SOURCE DOCUMENT
==*==

This is a sponsored post, however the content was written entirely and sincerely by me. -- TZ

As Aykis wrote in his weekly GB&U, the offseason was not kind to the Sacramento Kings. The John Salmons trade hasn't solidified the position; Salmons has been so unproductive that Keith Smart has already resorted to moving Tyreke Evans to the three. Chuck Hayes has suffered injuries and has seen his role tossed around like pizza dough. (What happened to the assertions from the front office that he was exactly what the starting five needed? Did Westphal pack those up in his box when he left?) J.J. Hickson has been rough. Travis Outlaw has been even more rough. Travis Outlaw is making loose grit sandpaper look like silk. Marcus Thornton, re-signed for big bucks, has been wholly inconsistent. Jimmer Fredette has been OK, but not the instant offense the team thought he'd be.

==*==

TO BE DONE
Continue the post about the Sacramento Kings' offseason from its last sentence.

MATERIAL SUPPLIED
==*==

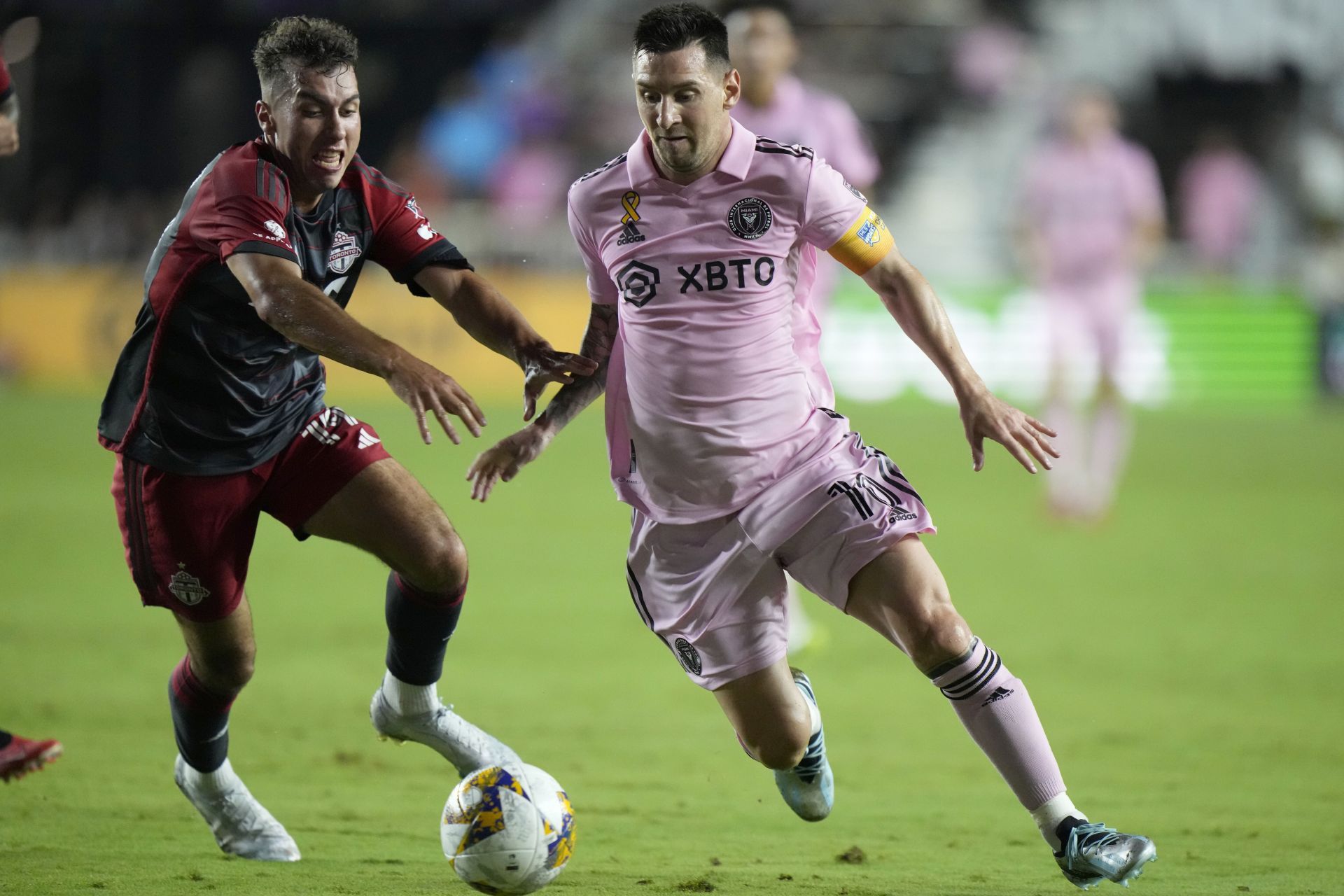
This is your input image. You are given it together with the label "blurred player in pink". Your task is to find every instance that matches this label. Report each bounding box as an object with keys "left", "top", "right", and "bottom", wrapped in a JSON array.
[
  {"left": 468, "top": 4, "right": 1156, "bottom": 887},
  {"left": 0, "top": 47, "right": 62, "bottom": 783},
  {"left": 1021, "top": 90, "right": 1164, "bottom": 519},
  {"left": 723, "top": 0, "right": 881, "bottom": 652}
]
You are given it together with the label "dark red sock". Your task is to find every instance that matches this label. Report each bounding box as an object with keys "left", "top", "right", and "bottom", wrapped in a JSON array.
[
  {"left": 168, "top": 655, "right": 238, "bottom": 772},
  {"left": 384, "top": 573, "right": 466, "bottom": 685}
]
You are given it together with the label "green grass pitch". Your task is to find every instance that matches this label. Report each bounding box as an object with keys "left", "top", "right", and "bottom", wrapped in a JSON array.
[{"left": 0, "top": 391, "right": 1344, "bottom": 896}]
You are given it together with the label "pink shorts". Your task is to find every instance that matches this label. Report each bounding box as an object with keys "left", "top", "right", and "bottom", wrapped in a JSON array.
[
  {"left": 1046, "top": 274, "right": 1141, "bottom": 379},
  {"left": 626, "top": 433, "right": 935, "bottom": 690}
]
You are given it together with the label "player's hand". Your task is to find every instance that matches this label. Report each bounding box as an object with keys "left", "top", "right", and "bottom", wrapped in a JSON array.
[
  {"left": 387, "top": 355, "right": 485, "bottom": 444},
  {"left": 466, "top": 426, "right": 552, "bottom": 503},
  {"left": 519, "top": 342, "right": 596, "bottom": 422},
  {"left": 0, "top": 115, "right": 19, "bottom": 156},
  {"left": 961, "top": 391, "right": 1059, "bottom": 473}
]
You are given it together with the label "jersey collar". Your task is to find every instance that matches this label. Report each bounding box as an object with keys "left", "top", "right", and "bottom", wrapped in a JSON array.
[{"left": 625, "top": 120, "right": 755, "bottom": 190}]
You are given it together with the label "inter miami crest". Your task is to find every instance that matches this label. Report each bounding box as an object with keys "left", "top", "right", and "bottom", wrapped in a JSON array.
[
  {"left": 729, "top": 196, "right": 774, "bottom": 239},
  {"left": 672, "top": 638, "right": 701, "bottom": 676}
]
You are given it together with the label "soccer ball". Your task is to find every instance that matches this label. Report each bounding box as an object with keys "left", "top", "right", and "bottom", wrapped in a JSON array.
[{"left": 440, "top": 764, "right": 574, "bottom": 896}]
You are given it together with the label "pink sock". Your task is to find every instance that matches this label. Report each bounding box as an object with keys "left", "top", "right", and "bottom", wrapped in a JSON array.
[{"left": 929, "top": 638, "right": 1065, "bottom": 810}]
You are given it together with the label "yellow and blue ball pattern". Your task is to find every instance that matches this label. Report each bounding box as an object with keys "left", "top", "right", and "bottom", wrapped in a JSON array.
[{"left": 444, "top": 766, "right": 531, "bottom": 855}]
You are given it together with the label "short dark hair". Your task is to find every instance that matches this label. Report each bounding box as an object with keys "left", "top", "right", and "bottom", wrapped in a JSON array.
[
  {"left": 253, "top": 16, "right": 359, "bottom": 92},
  {"left": 719, "top": 0, "right": 796, "bottom": 24},
  {"left": 634, "top": 3, "right": 732, "bottom": 69}
]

==*==

THE RESPONSE
But the one player picked up or retained in the offseason that the Kings' front office can point to as a total success doubles as the one player who seems to change the game every time he steps on the floor ... and usually for the better. That player was the last pick in the 2011 NBA Draft: Isaiah Thomas.

You aren't supposed to get usable players with the No. 60 pick. That's why so many late second-round picks are used on foreign prospects unlikely to ever reach the NBA: teams don't float around with extra roster spots to use on fringe players. When any second-round pick 'makes it' in the NBA, it is notable. The last pick of the second round? It's doubly so.

Thomas has already ascended into the starting lineup, and not because of injury. He's there because he provides something consistently than no one outside of perhaps DeMarcus Cousins does: energy, energy, energy. Thomas pushes the tempo, he works to get the crowd going at home. He's unafraid to take big shots, he knows how to spread the floor and he is a pesky defender. He's not perfect, and unlike so many first-round picks, his ceiling is visible. But that's OK. He knows what to do, and he does it.

He's been a huge breeze of fresh air in an otherwise murky season for Sacramento, and I'm glad he's a King.